— Task requirements —
Convert the data below into a two-column CSV with the columns "text" and "answer". Each row should hold one text and its answer, each in a single quoted field with any line breaks replaced by spaces, and the pictures should be left out.

— Collected data —
==============================
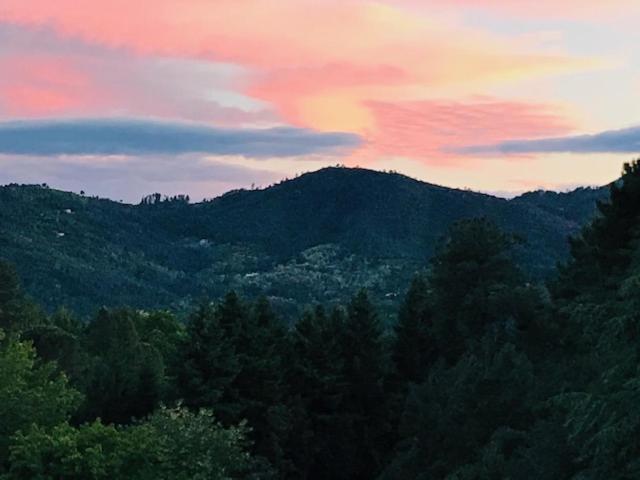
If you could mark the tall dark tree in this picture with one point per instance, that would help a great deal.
(122, 368)
(414, 347)
(470, 276)
(209, 363)
(364, 369)
(315, 374)
(604, 249)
==============================
— Response to this exercise —
text,answer
"If you could mark the tall dark tree in this picture with one point per instance, that would help a great deal.","(122, 368) (414, 347) (470, 276) (209, 363) (364, 369) (315, 374) (604, 249)"